All of the records listed below should be retyped exactly.

____ DATA SUPPLIED

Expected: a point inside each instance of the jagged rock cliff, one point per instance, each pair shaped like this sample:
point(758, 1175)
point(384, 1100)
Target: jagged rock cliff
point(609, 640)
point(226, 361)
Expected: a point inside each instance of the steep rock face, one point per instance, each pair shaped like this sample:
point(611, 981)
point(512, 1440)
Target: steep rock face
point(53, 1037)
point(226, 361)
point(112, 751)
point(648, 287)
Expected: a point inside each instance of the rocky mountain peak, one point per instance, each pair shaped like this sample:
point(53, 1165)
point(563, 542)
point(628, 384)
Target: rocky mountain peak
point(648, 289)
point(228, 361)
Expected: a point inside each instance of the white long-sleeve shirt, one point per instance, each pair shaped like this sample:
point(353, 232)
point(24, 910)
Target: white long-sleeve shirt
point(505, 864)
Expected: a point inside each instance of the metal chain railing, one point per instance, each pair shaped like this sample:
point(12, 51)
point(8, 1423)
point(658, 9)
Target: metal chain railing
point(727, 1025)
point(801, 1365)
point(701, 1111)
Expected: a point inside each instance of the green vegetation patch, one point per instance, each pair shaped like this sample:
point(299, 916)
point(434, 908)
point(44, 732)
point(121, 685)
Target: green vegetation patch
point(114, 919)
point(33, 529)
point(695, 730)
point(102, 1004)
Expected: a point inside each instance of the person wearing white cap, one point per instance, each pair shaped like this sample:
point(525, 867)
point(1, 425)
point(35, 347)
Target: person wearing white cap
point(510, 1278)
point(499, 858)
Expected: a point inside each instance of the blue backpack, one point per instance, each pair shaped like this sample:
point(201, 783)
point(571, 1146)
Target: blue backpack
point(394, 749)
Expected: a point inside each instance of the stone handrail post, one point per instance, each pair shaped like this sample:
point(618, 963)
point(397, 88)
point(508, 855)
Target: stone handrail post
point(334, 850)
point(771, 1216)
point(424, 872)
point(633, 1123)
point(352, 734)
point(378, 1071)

________

■ REPLY TO THE TASK ■
Expected: a point inside each instance of the jagged rock cliff, one point per instance, each pair shaped like this sample:
point(758, 1175)
point(384, 1100)
Target: jagged rock cliff
point(609, 640)
point(226, 361)
Expected: a point inside each instance of the steep rock face, one point per instance, each pair shaped like this sample:
point(611, 981)
point(512, 1440)
Target: steep rock face
point(53, 1037)
point(226, 361)
point(112, 751)
point(648, 287)
Expected: a point inside each instance of the rocky mountain peak, one point per instance, each pair shaped like this sample:
point(53, 1165)
point(563, 542)
point(628, 384)
Target: rocky mountain peak
point(648, 289)
point(228, 361)
Expected: a point inside each instance of the white long-sleeve shirt, one point per instance, each pair shaped like this sample:
point(353, 232)
point(24, 910)
Target: white long-sleeve shirt
point(505, 864)
Expected: a point inside each instance of the metal chain railing, one point per instance, each pair shaped like this sample:
point(12, 51)
point(8, 1423)
point(658, 9)
Target: metal chain railing
point(727, 1025)
point(801, 1365)
point(701, 1111)
Expected: a point inside each instance of the green vegetation patch, one point per instance, each pair shaped like this sample:
point(299, 916)
point(434, 908)
point(44, 732)
point(121, 685)
Target: green vegetation patch
point(114, 919)
point(33, 529)
point(695, 730)
point(102, 1004)
Expected: a point inside each instance of the person wearing white cap, one point per instance, each pair shaped like this sample:
point(525, 867)
point(1, 425)
point(35, 347)
Target: person wearing white cap
point(510, 1278)
point(499, 858)
Expected: a point inside each instance of the blue backpack, one point per instance, each pair shaped like this sample:
point(201, 783)
point(571, 1146)
Target: blue backpack
point(394, 749)
Expected: a point inside each instance of the stone handrail post, one point per instance, each pair shaped like this sample:
point(618, 963)
point(397, 88)
point(508, 855)
Target: stone handrail post
point(334, 850)
point(771, 1216)
point(424, 872)
point(633, 1123)
point(352, 734)
point(378, 1071)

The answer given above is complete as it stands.